What to work on:
a) Transcribe the passage on the al-Qaeda intelligence estimate word for word, everything from "Since the attacks" down to "to U.S. interests.".
b) Write the next part of the forum thread about the al-Qaeda intelligence estimate, continuing from its final sentence.

Since the attacks of Sept. 11, 2001, President Bush has been able to deflect criticism of his counterterrorism policy by repeatedly noting the absence of any new domestic attacks and by citing the continuing threat that terrorists in Iraq pose to U.S. interests.

But this line of defense seemed to unravel a bit yesterday with the release of a new National Intelligence Estimate that concludes that al-Qaeda "has protected or regenerated key elements of its Homeland attack capability" by reestablishing a haven in Pakistan and reconstituting its top leadership. The report also notes that al-Qaeda has been able "to recruit and indoctrinate operatives, including for Homeland attacks," by associating itself with an Iraqi subsidiary.


source

So al-Qaeda has rebuilt itself by creating a safe haven in Pakistan and has been able to recruit more followers by associating itself with Iraq's so called al-Qaeda. We practically abandoned our fight with Bin Laden to go to Iraq and he has been able to regroup in Pakistan while we were off fighting an unnecessary war which only had the effect of creating more terrorist for al-Qaeda (not to mention creating a civil war in Iraq.)
0 Replies
 
ican711nm
 
  1  
Reply Wed 18 Jul, 2007 09:45 am
Your maralarkey is ridiculous!

Data provided:
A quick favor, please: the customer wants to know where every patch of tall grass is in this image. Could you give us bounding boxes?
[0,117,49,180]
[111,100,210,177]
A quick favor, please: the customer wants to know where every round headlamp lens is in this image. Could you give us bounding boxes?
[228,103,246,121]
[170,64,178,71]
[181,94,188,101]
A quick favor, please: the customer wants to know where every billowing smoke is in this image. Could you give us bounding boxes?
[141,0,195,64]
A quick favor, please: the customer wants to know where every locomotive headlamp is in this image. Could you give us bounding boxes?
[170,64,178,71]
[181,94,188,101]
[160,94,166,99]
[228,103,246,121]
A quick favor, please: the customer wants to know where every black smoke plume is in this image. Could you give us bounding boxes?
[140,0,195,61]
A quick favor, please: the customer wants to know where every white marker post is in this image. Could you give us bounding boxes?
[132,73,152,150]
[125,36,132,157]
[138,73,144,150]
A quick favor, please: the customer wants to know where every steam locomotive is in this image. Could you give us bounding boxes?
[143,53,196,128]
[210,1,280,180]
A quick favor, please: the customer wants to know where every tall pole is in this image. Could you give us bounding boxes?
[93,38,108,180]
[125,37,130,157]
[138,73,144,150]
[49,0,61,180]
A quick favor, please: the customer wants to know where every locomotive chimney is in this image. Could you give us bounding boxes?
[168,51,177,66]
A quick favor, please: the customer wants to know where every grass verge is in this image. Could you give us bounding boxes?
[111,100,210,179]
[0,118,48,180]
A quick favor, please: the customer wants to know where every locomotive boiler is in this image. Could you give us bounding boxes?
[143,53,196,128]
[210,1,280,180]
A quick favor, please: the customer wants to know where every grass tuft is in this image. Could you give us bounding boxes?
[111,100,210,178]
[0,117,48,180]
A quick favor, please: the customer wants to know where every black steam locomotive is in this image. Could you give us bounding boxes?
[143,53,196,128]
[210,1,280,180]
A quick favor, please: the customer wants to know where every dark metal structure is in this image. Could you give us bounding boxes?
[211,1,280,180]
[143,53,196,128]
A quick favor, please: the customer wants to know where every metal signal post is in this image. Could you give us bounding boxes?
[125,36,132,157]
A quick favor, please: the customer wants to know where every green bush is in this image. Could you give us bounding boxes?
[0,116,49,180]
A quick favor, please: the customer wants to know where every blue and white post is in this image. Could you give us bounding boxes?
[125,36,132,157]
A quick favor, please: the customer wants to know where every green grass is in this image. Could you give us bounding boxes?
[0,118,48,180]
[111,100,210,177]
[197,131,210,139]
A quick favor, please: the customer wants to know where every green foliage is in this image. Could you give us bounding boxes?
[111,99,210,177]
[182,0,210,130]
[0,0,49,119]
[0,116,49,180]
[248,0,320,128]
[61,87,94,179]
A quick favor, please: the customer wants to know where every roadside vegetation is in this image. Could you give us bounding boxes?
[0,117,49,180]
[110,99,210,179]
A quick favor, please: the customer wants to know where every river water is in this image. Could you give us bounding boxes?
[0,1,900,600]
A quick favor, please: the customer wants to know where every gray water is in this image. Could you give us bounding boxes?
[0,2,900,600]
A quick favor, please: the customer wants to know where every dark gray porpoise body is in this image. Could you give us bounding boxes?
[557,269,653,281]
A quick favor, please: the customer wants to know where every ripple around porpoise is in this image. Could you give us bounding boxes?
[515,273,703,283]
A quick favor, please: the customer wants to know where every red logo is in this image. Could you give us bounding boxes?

Results of the tasks:
a)
Since the attacks of Sept. 11, 2001, President Bush has been able to deflect criticism of his counterterrorism policy by repeatedly noting the absence of any new domestic attacks and by citing the continuing threat that terrorists in Iraq pose to U.S. interests.

b)
AGAIN
Quote:
My hypotheses are not what you keep trying to make them. My hypotheses are IF AMERICA LEAVES IRAQ BEFORE SUCCEEDING:

(1) Al-Qaeda WOULD train at least 340 suicidal mass murderers per year each capable of killing at least 150 American non-murderers;

(2) Al-Qaeda WOULD train at least 340 suicidal mass murderers per year to enter America;

(3) Al-Qaeda WOULD enter at least 340 suicidal mass murderers per year into America.

and, (4) The average number of American non-murderers that WOULD be killed each year by each one of those recruited 340 would be at least 150.


MATHEMATICAL IMPLICATIONS OF MY HYPOTHESES.

If my hypotheses are true and we leave Iraq before we succeed in Iraq, then after that at least 51,000 American non-murders will be murdered per year by al-Qaeda suicidal mass murderers (i.e., 340 x 150 = 51,000).


There are well over a million Muslim, legal immigrants in the US right now. I think al-Qaeda recruiting some of those 340 each year from domestic Muslim sources is not impossible.